TASK: Word for word, copy out every line of the records, omitting each picture.

DATA FOR THE TASK:
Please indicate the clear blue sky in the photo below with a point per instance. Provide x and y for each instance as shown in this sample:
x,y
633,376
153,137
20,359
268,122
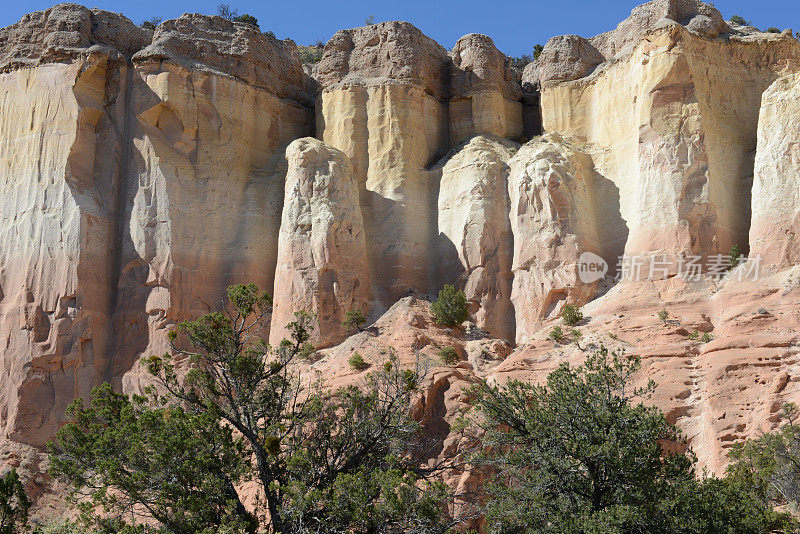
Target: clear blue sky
x,y
515,25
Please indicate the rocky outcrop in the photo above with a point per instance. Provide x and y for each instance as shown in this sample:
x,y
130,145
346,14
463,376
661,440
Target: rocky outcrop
x,y
144,172
364,107
567,57
205,174
218,47
322,259
698,17
676,145
130,179
776,213
486,96
474,245
554,203
65,33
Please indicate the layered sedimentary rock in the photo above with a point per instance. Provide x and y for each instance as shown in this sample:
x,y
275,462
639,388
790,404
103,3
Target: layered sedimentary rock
x,y
486,96
213,106
672,124
554,197
474,245
62,125
130,178
143,173
322,262
366,108
776,190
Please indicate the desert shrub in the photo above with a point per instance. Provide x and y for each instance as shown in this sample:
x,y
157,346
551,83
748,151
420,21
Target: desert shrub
x,y
307,351
357,362
450,309
571,315
519,62
448,356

RESULT FOR THIS EXERCISE:
Please indicate the clear blue sky in the photo below with a point per instance. Provide x and y for each instance as shown in this sample:
x,y
633,376
153,137
20,359
268,122
Target: clear blue sky
x,y
515,25
Please indicate the rocky outcrop in the photo above with a point per instance. Provide x and y for each instance as shown in this sample:
x,y
130,145
346,14
463,376
661,440
Target: rocky outcrop
x,y
144,172
364,107
567,57
205,174
218,47
322,259
698,17
676,145
130,179
776,213
486,96
474,245
554,203
65,33
Please indicate the layered sedimentary rock in the photo above with a point per instance. Provide x and y for each instance as shown in this sample:
x,y
275,462
639,388
790,404
103,3
Target: layered sedimentary rock
x,y
486,96
213,106
672,124
554,197
474,245
62,125
130,178
143,173
322,262
366,108
776,190
Please indicate the desert shrub in the photo above with a point per instance. Provide x and y for each instance as shown in this sample:
x,y
157,346
551,83
748,151
420,21
Target: desert shrub
x,y
307,351
357,362
450,309
571,315
519,62
448,356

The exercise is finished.